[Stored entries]
:::::
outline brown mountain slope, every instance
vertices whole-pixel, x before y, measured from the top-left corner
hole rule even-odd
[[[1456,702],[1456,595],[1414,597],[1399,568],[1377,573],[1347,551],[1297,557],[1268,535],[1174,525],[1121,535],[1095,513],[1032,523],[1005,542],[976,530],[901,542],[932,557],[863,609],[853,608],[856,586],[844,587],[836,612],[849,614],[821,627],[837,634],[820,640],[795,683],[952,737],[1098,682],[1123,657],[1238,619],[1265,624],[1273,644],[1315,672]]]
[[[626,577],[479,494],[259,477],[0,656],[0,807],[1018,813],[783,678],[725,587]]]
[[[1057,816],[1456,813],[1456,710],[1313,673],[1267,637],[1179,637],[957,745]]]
:::::
REQUIRED WORK >>
Copy every line above character for character, leaving none out.

EXPECTED OUTPUT >>
outline brown mountain slope, every instance
vertices whole-pixel, x before y, measured from the top-left corner
hole rule even-odd
[[[1456,702],[1456,595],[1414,597],[1399,568],[1377,573],[1347,551],[1297,557],[1268,535],[1174,525],[1121,535],[1095,513],[1032,523],[1005,542],[976,530],[901,542],[932,557],[863,609],[853,608],[856,586],[844,587],[836,612],[849,614],[821,627],[837,634],[820,640],[795,683],[952,737],[1098,682],[1123,657],[1238,619],[1265,624],[1273,644],[1315,672]]]
[[[626,577],[479,494],[259,477],[0,656],[0,807],[1018,813],[783,678],[725,587]]]
[[[1057,816],[1456,813],[1456,710],[1313,673],[1267,637],[1179,637],[957,745]]]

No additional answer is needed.